EXERCISE BRIEF: Copy verbatim the span of lines beginning at the line that contains "of the glass" and ending with the final line of the data. Exclude pictures from the copy.

THE DATA:

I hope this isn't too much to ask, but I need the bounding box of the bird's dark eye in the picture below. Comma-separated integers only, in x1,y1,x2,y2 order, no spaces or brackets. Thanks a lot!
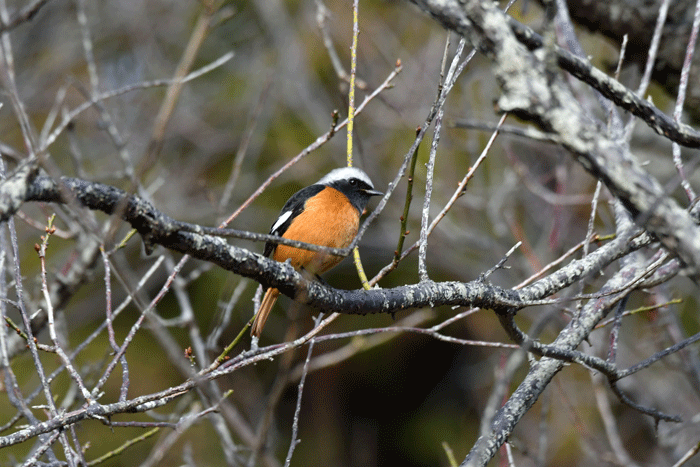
349,179,357,186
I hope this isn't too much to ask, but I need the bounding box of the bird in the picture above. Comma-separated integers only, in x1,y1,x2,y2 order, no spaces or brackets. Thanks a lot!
251,167,383,337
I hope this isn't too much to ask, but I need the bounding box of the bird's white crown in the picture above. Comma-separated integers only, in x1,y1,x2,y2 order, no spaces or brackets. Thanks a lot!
317,167,374,188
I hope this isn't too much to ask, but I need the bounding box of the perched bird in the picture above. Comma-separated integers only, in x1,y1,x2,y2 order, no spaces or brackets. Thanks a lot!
251,167,382,337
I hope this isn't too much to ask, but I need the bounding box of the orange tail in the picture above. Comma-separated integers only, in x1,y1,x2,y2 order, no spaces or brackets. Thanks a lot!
251,288,280,337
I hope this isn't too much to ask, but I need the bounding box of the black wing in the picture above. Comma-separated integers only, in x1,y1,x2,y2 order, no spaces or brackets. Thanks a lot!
263,184,325,258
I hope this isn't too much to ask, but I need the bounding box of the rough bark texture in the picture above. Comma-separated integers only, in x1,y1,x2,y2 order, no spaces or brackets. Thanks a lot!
554,0,700,120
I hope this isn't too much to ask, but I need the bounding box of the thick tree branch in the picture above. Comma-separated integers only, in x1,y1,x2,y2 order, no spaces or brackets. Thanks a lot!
505,16,700,148
465,255,678,466
549,0,700,120
405,0,700,282
0,174,646,318
17,175,523,314
398,1,700,466
1,170,686,461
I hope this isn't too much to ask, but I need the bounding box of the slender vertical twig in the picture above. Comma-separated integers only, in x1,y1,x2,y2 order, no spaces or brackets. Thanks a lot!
346,0,359,168
38,216,93,402
624,0,672,142
346,0,374,290
101,247,130,401
284,339,315,467
75,0,134,179
671,0,700,202
418,35,465,281
393,128,421,264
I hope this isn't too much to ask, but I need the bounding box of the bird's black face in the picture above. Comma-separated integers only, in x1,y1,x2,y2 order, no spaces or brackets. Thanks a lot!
329,177,383,213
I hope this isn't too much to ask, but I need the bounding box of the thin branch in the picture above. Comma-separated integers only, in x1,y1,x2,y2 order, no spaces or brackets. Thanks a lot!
0,0,51,34
417,34,457,281
38,215,93,402
140,5,219,178
284,339,314,467
505,15,700,149
42,52,235,152
221,62,402,228
101,247,130,402
671,440,700,467
670,0,700,201
591,373,640,467
620,0,673,146
617,330,700,380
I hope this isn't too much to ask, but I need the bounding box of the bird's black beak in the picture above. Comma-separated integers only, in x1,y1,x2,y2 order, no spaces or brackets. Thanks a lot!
365,189,383,197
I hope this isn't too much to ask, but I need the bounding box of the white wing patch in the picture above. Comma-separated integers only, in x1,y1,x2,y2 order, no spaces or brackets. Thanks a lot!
271,210,293,235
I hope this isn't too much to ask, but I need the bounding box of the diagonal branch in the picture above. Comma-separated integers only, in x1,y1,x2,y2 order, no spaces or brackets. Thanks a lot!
0,174,635,317
405,0,700,282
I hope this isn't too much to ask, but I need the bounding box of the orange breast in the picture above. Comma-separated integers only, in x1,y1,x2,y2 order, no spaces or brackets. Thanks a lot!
273,187,360,275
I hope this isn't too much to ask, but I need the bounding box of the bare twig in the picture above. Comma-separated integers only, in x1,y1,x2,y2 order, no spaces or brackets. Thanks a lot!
38,215,93,402
284,339,315,467
671,440,700,467
670,0,700,202
221,63,402,228
42,52,235,151
101,247,130,401
0,0,51,34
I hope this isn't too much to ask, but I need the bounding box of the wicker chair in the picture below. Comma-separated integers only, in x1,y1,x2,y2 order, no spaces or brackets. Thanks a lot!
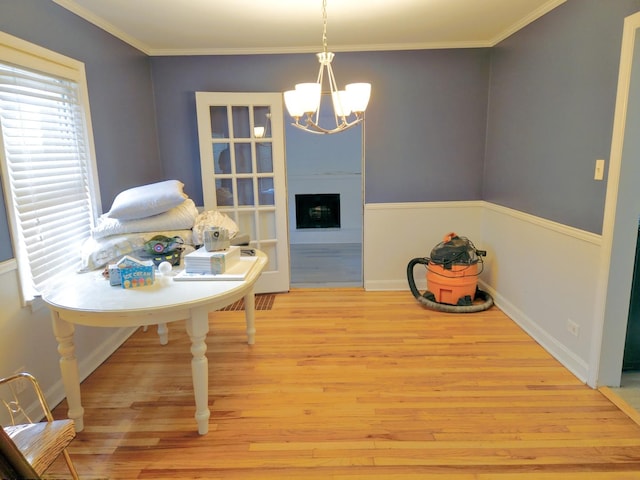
0,372,79,479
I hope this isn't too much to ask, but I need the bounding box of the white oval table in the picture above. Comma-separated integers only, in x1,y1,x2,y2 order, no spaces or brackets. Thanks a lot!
42,252,267,435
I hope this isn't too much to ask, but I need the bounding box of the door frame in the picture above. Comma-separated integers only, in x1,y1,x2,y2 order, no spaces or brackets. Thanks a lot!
592,11,640,386
283,111,366,287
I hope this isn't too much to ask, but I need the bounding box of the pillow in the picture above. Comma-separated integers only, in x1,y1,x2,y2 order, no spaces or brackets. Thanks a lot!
93,198,199,239
105,180,187,220
192,210,240,245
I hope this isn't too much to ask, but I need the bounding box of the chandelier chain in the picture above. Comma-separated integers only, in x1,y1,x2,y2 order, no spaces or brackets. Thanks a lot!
322,0,328,54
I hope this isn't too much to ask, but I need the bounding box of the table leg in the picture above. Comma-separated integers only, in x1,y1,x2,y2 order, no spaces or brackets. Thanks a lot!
157,323,169,345
186,307,210,435
244,288,256,345
50,312,85,432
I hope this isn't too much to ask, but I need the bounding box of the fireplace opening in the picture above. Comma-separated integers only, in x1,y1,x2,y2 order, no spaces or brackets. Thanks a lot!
295,193,340,229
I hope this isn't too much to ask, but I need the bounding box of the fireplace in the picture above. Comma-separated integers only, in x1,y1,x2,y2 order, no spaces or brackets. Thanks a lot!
295,193,340,229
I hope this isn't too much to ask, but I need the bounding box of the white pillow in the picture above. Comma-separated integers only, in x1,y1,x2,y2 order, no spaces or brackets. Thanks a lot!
93,198,199,239
106,180,187,220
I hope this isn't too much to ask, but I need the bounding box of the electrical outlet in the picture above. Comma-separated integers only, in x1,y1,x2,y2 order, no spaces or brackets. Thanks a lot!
594,159,605,180
13,368,28,394
567,319,580,337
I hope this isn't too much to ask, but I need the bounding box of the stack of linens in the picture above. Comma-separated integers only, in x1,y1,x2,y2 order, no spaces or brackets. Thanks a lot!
79,180,198,272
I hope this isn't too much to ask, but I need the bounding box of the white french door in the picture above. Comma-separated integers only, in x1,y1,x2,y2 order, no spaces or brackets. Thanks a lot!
195,92,289,293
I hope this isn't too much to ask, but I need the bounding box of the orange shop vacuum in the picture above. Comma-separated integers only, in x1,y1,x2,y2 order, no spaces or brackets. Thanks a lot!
407,232,493,313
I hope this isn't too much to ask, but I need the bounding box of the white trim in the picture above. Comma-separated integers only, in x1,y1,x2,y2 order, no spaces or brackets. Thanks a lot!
365,200,483,211
483,202,602,246
0,31,84,80
490,0,568,45
147,42,494,57
481,279,589,383
0,258,16,275
52,0,150,55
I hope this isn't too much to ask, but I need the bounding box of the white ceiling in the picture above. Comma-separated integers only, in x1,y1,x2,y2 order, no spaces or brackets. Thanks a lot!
53,0,566,56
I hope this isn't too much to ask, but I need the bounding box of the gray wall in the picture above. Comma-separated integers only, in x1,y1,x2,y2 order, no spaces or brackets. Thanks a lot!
364,49,489,203
150,49,491,206
0,0,161,212
0,181,11,261
484,0,640,234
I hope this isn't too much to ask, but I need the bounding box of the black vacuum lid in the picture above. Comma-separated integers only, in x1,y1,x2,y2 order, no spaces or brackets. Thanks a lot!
430,234,479,267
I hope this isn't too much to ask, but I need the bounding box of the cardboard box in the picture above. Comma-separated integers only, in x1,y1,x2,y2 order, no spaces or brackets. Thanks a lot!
109,255,155,288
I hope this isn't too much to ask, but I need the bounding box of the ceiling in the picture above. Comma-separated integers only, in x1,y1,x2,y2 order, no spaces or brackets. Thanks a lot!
53,0,566,56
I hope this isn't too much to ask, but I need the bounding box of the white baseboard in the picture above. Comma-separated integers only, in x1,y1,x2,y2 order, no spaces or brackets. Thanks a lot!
479,281,589,383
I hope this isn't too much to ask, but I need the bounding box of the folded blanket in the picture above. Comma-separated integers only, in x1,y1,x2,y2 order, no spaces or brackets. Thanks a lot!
79,229,195,272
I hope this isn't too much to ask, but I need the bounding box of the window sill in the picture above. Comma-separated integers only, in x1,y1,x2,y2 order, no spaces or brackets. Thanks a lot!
29,296,48,314
0,259,45,312
0,258,17,275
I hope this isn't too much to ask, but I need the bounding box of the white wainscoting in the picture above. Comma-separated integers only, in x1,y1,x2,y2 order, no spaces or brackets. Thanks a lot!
481,203,601,383
363,201,483,291
364,201,603,383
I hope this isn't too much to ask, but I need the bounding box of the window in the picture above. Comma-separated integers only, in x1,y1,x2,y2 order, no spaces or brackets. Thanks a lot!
0,33,99,303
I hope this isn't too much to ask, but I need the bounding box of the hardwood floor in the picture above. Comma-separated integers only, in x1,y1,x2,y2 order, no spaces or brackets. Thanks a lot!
47,289,640,479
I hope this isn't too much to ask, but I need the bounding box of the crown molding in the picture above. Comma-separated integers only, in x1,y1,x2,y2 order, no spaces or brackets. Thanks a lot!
52,0,152,55
146,41,494,57
490,0,567,45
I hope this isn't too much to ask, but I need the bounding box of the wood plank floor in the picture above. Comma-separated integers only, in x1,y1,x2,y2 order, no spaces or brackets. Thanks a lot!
47,289,640,479
290,243,362,288
611,372,640,412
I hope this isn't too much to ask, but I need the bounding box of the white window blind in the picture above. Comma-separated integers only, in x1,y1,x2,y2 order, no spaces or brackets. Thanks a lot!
0,62,95,301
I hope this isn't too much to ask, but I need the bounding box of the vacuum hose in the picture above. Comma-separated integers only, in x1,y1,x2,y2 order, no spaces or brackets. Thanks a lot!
407,257,494,313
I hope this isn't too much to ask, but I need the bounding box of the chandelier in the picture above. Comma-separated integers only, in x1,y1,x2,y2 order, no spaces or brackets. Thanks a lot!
284,0,371,135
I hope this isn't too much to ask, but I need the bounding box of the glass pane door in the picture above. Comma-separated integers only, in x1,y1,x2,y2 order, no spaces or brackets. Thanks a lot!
196,93,289,293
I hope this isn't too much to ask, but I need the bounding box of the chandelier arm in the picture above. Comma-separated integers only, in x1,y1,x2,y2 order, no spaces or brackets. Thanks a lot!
314,62,325,126
325,62,348,122
325,62,338,94
291,115,363,135
290,123,325,135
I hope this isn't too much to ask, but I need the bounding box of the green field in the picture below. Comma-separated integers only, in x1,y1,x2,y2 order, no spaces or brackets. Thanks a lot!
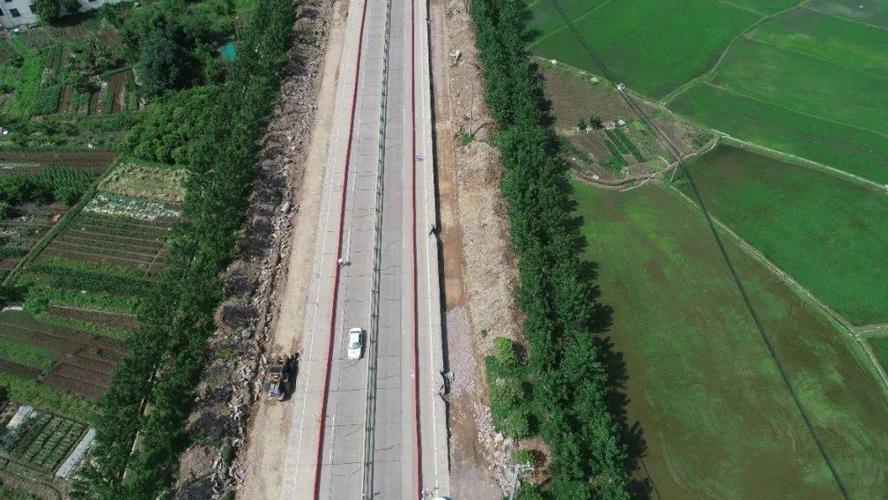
523,0,608,38
0,340,53,371
710,39,887,136
722,0,801,15
528,0,758,97
809,0,888,28
870,337,888,373
669,83,888,184
751,7,888,78
571,179,888,498
677,145,888,325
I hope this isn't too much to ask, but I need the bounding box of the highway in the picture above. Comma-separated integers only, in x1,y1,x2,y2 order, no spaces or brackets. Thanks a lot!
278,0,449,498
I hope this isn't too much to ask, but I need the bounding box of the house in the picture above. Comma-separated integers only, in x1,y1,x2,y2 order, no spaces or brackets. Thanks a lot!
0,0,128,29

WORKED SOLUTION:
I hope this isn't too much to ask, but I need the bounding box of the glass pane door in the picture above. Comma-separated integers only, in x1,y1,x2,y2 order, no spaces or brackets. Thanks a lot!
196,93,289,293
I hope this isn't too much to ask, but I need the bounding box of the chandelier arm in the picture above. Comma-separated integers only, in x1,y1,x2,y2 order, no spaces or brackets. Thanks a lot!
314,62,325,126
325,62,348,122
325,62,338,94
291,115,363,135
290,123,325,135
I hope this isn't too much to ask, but I need the bounding box of the green field in the picture below. Comma-separated integers only, in x1,y1,x2,y2 order, no spaces or brackets. Thanks a lot!
523,0,608,38
0,340,53,371
710,39,887,136
722,0,801,15
528,0,758,97
809,0,888,28
870,337,888,373
669,83,888,184
751,7,888,78
571,179,888,498
677,145,888,325
I hope this isn't too much to ask, but I need the bounding box of the highway in the picture above. Comma-separated integers only, in x1,y1,x2,y2 order, no spaces or brackets. Thanks a lot!
278,0,449,498
I hope this isn't too much to ask, but I need the bounding box of the house in the picture above. Comma-separated integers only, in x1,y1,x2,y2 order, no spaces or brackets. Thanks a lot!
0,0,128,29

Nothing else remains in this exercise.